Work instructions:
a. According to the passage on fifth metatarsal fractures, what is required when revising a previous screw fixation?
b. Rewrite the paragraph beginning "Other specific possible complications" from the passage on fifth metatarsal fractures as a short list that keeps its main facts.

[[ Provided passage, beginning ]]

For tuberosity, avulsion fractures failed conservative treatment; screw fixation with or without bone graft and excision of the extra-articular avulsion fragment are the treatment options (36). Lui described the technique of endoscopic assisted screw fixation and bone grafting, which avoids extensive soft tissue dissection, allows assessment of fifth metatarsal cuboid articulation and guides the desired position of screw fixation (37).

For fractures at zone 2 and 3, non-union and refracture could be treated with medullary curettage and inlay grafting or intramedullary screw fixation (38, 39). In case of revision in previous screw fixation, a larger diameter screw and re-reaming of the medullary canal is required (40). A case series by Sarimo (41) showed that tension-band wiring as a secondary procedure for delayed union or non-union with prior unsuccessful conservative treatment or intramedullary screw fixation also give promising results. In his series, there was no delayed union, non-union or refracture upon follow-up.

Electrical stimulation with pulsed electromagnetic fields showed promising early results for proximal fifth metatarsal fractures, especially in cases of delayed union and non-union (42, 43). More studies on the effectiveness of this adjunctive are required.

3.4.2. Operation Related Complications

Other specific possible complications of surgical fixation include wound infection, rupture of peroneus brevis tendon, peroneal nerve irritation, sural nerve injury, impingement by prominent screw head, screw missing the medullary canal, iatrogenic fracture of the metatarsal bone and metatarsalgia (7, 44, 45). Wound infection and tendon or nerve injury can be avoided by careful soft tissue handling and using a low profile implant. Impingement by screw head can be prevented by adequate counter-sink of the cortex before screw insertion and can be managed by wearing more spacious shoes (7). Screws missing the medullary canal and iatrogenic fracture can be avoided by a proper surgical technique and careful choice of suitable implant (35, 40). One of the causes of post-operative metatarsalgia is fibrosis of the joints and tendons around the operative site. Lui reported a case of post-operative lateral foot pain successfully treated by arthroscopic arthrolysis and endoscopic tenolysis (46).

[[ Provided passage, end ]]
[[ Supplied information, beginning ]]

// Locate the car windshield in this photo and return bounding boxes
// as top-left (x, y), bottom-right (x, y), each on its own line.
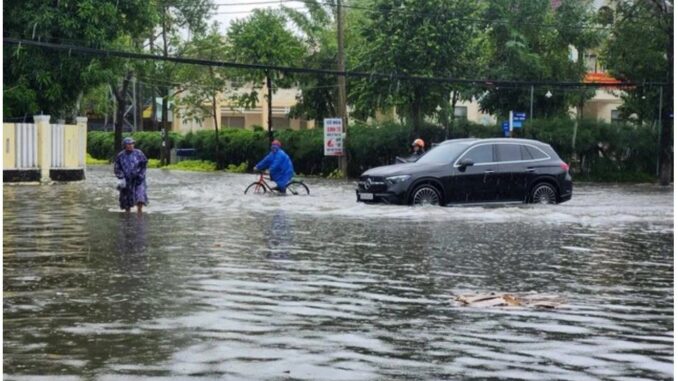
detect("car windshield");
top-left (417, 141), bottom-right (473, 164)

[[ Supplied information, end ]]

List of answers:
a. A larger diameter screw and re-reaming of the medullary canal are required.

b.
- Possible complications of surgical fixation: wound infection, rupture of the peroneus brevis tendon, peroneal nerve irritation, sural nerve injury, impingement by a prominent screw head, a screw missing the medullary canal, iatrogenic fracture of the metatarsal bone, and metatarsalgia.
- Wound infection and tendon or nerve injury: avoided by careful soft tissue handling and a low profile implant.
- Screw head impingement: prevented by adequate counter-sink of the cortex before screw insertion; managed by wearing more spacious shoes.
- A screw missing the medullary canal and iatrogenic fracture: avoided by proper surgical technique and careful choice of a suitable implant.
- Post-operative metatarsalgia: one cause is fibrosis of the joints and tendons around the operative site; Lui reported a case of post-operative lateral foot pain successfully treated by arthroscopic arthrolysis and endoscopic tenolysis.